### WHAT TO PRODUCE:
All of the data below should be copied exactly as it stands.

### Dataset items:
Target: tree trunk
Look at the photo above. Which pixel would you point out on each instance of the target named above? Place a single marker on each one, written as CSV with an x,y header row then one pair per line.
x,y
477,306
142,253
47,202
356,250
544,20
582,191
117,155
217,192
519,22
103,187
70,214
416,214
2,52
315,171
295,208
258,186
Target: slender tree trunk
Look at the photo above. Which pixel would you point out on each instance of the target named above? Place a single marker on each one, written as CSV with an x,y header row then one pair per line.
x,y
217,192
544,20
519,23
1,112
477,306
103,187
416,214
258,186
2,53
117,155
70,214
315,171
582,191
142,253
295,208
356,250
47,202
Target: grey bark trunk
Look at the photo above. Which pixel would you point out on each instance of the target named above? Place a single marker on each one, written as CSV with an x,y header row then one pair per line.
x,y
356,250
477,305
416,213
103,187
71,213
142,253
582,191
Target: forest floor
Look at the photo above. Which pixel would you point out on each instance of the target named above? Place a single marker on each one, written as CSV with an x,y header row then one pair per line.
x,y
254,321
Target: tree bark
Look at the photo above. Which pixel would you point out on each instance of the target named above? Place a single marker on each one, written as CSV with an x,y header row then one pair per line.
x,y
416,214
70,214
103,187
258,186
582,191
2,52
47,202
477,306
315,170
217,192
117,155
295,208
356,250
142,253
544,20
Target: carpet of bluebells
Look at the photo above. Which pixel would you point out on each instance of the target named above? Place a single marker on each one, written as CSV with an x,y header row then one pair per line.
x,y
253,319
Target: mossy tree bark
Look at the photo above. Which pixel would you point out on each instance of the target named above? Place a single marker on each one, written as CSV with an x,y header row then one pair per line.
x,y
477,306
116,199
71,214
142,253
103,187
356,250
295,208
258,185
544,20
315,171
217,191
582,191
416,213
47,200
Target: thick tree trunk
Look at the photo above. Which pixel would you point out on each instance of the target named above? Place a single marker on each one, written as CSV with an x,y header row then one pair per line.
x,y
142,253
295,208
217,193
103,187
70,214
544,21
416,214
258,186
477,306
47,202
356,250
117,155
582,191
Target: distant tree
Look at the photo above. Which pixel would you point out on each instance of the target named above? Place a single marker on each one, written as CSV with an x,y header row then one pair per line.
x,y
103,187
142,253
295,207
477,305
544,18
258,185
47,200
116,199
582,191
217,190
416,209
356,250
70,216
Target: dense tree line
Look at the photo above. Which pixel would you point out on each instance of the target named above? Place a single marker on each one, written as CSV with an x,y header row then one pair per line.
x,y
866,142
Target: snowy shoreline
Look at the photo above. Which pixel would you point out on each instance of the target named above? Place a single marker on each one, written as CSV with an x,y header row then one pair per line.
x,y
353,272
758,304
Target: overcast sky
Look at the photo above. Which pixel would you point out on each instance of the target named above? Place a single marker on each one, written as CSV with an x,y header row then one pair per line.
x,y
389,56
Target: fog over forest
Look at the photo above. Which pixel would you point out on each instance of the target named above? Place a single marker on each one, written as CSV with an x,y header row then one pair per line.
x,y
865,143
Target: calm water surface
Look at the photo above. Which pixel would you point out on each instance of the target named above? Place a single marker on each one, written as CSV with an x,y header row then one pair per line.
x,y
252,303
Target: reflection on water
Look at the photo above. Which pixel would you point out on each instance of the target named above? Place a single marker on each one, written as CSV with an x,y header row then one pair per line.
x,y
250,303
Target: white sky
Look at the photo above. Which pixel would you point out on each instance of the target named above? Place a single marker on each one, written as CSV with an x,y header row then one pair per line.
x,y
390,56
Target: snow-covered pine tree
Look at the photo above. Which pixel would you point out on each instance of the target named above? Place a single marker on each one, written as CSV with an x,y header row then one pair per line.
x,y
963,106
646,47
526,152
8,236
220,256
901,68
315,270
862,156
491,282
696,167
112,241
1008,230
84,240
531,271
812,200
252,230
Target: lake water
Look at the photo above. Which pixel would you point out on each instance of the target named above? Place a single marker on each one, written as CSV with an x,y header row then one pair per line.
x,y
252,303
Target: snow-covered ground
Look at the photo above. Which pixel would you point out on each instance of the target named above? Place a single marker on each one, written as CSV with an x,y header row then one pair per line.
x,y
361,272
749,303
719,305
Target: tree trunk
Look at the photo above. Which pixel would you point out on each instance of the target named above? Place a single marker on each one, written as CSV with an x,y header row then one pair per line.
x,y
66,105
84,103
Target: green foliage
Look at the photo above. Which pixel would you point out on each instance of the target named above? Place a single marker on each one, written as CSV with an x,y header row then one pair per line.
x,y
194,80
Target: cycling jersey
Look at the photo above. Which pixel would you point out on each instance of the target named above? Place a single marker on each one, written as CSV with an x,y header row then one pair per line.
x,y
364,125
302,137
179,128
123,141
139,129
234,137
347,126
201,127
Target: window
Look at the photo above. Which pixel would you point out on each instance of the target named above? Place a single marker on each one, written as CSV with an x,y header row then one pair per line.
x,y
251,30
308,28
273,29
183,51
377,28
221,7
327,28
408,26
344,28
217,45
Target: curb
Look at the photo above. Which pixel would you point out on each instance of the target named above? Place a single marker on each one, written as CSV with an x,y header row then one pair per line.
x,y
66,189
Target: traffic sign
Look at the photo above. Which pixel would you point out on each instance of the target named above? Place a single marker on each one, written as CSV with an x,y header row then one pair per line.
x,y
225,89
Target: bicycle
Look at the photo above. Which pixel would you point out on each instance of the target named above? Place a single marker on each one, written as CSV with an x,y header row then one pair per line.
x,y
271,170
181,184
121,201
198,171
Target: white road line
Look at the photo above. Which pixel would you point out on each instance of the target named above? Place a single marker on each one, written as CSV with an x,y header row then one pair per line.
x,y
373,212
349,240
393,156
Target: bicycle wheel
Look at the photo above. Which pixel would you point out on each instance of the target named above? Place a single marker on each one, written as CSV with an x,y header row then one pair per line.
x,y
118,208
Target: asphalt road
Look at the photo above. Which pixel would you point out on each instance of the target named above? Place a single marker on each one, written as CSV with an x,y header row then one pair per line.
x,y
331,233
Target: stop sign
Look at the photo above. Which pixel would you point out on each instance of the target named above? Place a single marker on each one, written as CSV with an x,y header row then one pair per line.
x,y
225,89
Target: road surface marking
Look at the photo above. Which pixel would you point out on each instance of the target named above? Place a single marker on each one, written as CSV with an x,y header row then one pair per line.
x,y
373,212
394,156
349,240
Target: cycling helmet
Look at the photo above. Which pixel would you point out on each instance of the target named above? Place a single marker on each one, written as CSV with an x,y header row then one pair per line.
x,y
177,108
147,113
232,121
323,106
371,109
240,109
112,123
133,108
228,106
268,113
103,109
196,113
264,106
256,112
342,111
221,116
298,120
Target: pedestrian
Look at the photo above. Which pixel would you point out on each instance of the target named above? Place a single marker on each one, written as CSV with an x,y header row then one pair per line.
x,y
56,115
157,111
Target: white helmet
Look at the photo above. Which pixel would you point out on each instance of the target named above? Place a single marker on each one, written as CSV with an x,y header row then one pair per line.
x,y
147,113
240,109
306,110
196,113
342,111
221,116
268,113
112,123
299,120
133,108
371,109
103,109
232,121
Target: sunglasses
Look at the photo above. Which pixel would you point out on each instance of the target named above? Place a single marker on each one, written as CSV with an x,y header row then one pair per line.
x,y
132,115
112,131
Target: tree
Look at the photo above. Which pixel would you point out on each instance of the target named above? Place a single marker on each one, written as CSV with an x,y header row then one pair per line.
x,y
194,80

### TASK SOLUTION:
Target: tree trunk
Look at the photo above. Which pixel would you point out on each instance of the target named above? Place a single marker on each one, written as CSV with an x,y header row then one pair per line.
x,y
477,306
142,253
47,202
356,250
544,20
582,191
117,155
217,192
519,22
103,187
70,214
416,214
2,52
315,171
295,208
258,186
Target: slender tree trunk
Look at the photo above. Which pixel would you point out on each instance of the target named above? Place a single marker on each one, written as CSV with an x,y header row then one pair per line.
x,y
217,192
544,20
519,23
1,112
477,306
103,187
416,214
258,186
2,53
117,155
70,214
315,171
582,191
142,253
295,208
356,250
47,202
Target: grey bark trunk
Look at the photo above. Which pixel would you point out on each instance of the target named above? Place a single marker on each one, written as CSV with an x,y header row then one pair per line.
x,y
356,250
477,305
416,213
103,187
71,213
142,253
582,191
Target: forest floor
Look at the photo above. Which pixel would you point out on each instance of the target named above? Place a single marker on each one, written as CSV with an x,y header row then one pair per line.
x,y
254,321
Target: tree bark
Look at the photo above. Which pixel would you point out on each instance of the target named above? Place a single marker on each one, written as CSV with an x,y header row then one pair per line.
x,y
416,214
70,214
103,187
258,186
582,191
2,52
47,202
477,306
315,170
217,192
117,155
295,208
356,250
142,253
544,20
Target: carpet of bluebells
Look at the photo above. Which pixel would you point out on each instance of the target named above? Place a single marker on each one, written as CSV with an x,y header row then one pair per line.
x,y
253,319
Target: mossy tree bark
Look at the photo above. Which pixel would you point out on each instance of the target named above? Place a single marker on each one, written as CSV with an x,y header row then one pair per line.
x,y
477,306
116,199
71,214
142,253
103,187
356,250
295,208
258,185
544,20
315,171
217,191
582,191
416,213
47,200
Target: thick tree trunk
Look at the photo above. Which pixel would you point out on each instance of the target named above? Place a single marker on each one, written as CSV with an x,y header row then one pair per line.
x,y
142,253
295,208
217,193
103,187
70,214
544,21
416,214
258,186
477,306
47,202
356,250
117,155
582,191
Target: distant tree
Look at the photo above. Which pixel would you point out on each instance of the target named above? Place a single marker on each one, written as CSV with an x,y header row then one pair per line.
x,y
103,187
142,253
295,207
477,305
544,18
258,185
47,200
116,199
582,191
217,190
416,209
356,250
70,216
Target: dense tree line
Look at the photo above. Which pixel would you point out on each instance of the target named above? Place a single marker on each one, written as CSV with an x,y header row then one pair per line.
x,y
866,142
Target: snowy shoreline
Look at the photo above. Which pixel would you point out on each instance of the target named above? Place a single marker on each one, written as CSV with an x,y header row then one pair per line.
x,y
353,272
758,304
Target: overcast sky
Look at the photo above. Which pixel would you point out on each instance of the target named above? Place a single marker on each one, written as CSV with an x,y header row then one pair per line.
x,y
389,56
Target: fog over forest
Look at the photo above. Which pixel would you point out on each instance of the target named above? Place a single marker on each one, written as CSV with an x,y header row then one pair per line.
x,y
865,143
Target: calm water surface
Look at the photo above. Which pixel would you point out on each instance of the target named above? Place a single marker on each one, written as CSV with an x,y header row then one pair per line.
x,y
252,303
Target: reflection on water
Look at the photo above. Which pixel would you point out on each instance of the target named above? Place a single marker on each one, written as CSV with an x,y header row then one pair per line.
x,y
250,303
Target: white sky
Look at the photo above. Which pixel would you point out on each instance of the target named above? Place a single marker on each one, written as CSV with an x,y header row then one pair per line.
x,y
390,56
Target: snow-covered pine tree
Look at the photo above. Which pixel would you point out on each instance of the target named above? Place a single marker on each one, written as CSV with an x,y header row then one pair per line.
x,y
963,106
646,47
526,152
8,236
220,256
901,68
315,270
862,156
491,282
696,167
112,241
1008,230
84,240
531,271
812,200
252,230
Target: lake water
Look at the photo above. Which pixel would you point out on each instance of the target named above? Place a single marker on each one, written as CSV with an x,y header row then one pair per line.
x,y
252,303
Target: snow-covered ground
Look at the photo above. Which pixel would you point out on each instance of the target named above? Place a single marker on each one, written as CSV with an x,y header row then one pair per line.
x,y
361,272
749,303
719,305
Target: tree trunk
Look at the photo above. Which pixel would you point out on each instance of the target named above? Place a single marker on each one, written as CSV with an x,y header row then one pair per line.
x,y
66,105
84,103
Target: green foliage
Look at the photo above. Which pixel would you point out on each instance of the target named above? Place a single marker on each one, written as CSV with an x,y header row then one pair per line.
x,y
194,80
Target: cycling jersey
Look at the photo above. Which pixel would you point out on each instance of the target named above? Place a single marker on each one, written as CSV with an x,y header row then one pair per line.
x,y
364,125
302,137
179,128
123,141
139,129
234,137
347,126
201,127
Target: window
Look at the photo above. Which pixel would you point out on each instance of the target named above? Place a single marker on each one, written as CSV with an x,y header row then one pair per line.
x,y
251,30
308,28
273,29
183,51
377,28
221,7
327,28
408,26
344,28
217,45
Target: curb
Look at the photo above. Which pixel would you point out on each instance of the target named above? Place a single marker on each one, written as CSV with an x,y header row then one pair per line.
x,y
66,189
Target: traffic sign
Look at the photo above. Which pixel would you point out on each instance of the target named above? Place a single marker on each one, written as CSV with an x,y header row then one pair per line.
x,y
225,89
Target: bicycle
Look at the photo above. Which pixel would you point out on each instance of the target named above? Place a single marker on each one, written as CSV with an x,y header row then one pair per line.
x,y
271,170
181,184
121,201
198,171
Target: white road line
Look at the photo above. Which pixel would you point out on each instance of the target named above? Place a single marker on each one, written as CSV with an x,y header row then one pair per line.
x,y
373,212
349,240
393,156
Target: bicycle wheel
Look at the photo above. Which pixel would you point out on each instance of the target named above? Place a single marker on each one, written as CSV with an x,y header row then one pair per line.
x,y
118,208
Target: asphalt road
Look at the photo above. Which pixel would you point out on each instance of the target named above? Place a single marker on each one, written as CSV with an x,y header row then one pair per line.
x,y
331,233
Target: stop sign
Look at the photo above. Which pixel would you point out on each instance of the target named above? Place a single marker on each one, written as CSV with an x,y header row then one pair per line.
x,y
225,89
Target: road surface marking
Look at the photo above. Which pixel would you point out on each instance of the target named above? Place a single marker on each one, written as CSV with an x,y header row then one pair per line.
x,y
373,212
394,156
349,240
Target: cycling helmet
Look at the photo above. Which pixel would you point out on each instance of the target named above? Place a single marker on each one, written as CSV with an x,y header row then one pair per line.
x,y
177,108
147,113
232,121
323,106
371,109
240,109
112,123
133,108
228,106
268,113
103,109
196,113
264,106
256,112
342,111
221,116
298,120
Target: pedestrian
Look at the photo above. Which pixel would you point out on each instance of the target named above? Place a single marker on each one, written as CSV with an x,y header row then one pair per line.
x,y
56,115
157,111
Target: white helmet
Look at the photo above. Which pixel would you point out on each instance of the target named above? Place a single marker on each one, written as CSV with an x,y header row then one pair per line.
x,y
147,113
240,109
306,110
196,113
342,111
221,116
268,113
112,123
299,120
133,108
371,109
103,109
232,121
Target: sunglasses
Look at the photo above. Which pixel would you point out on each instance of the target named above? Place a single marker on each one, written as CSV with an x,y header row then one pair per line.
x,y
132,115
112,131
Target: tree
Look at the photo above. Which pixel would you point out on each instance of the target named above? Place a single marker on each one, written as CSV with an x,y header row then one pair per line.
x,y
194,80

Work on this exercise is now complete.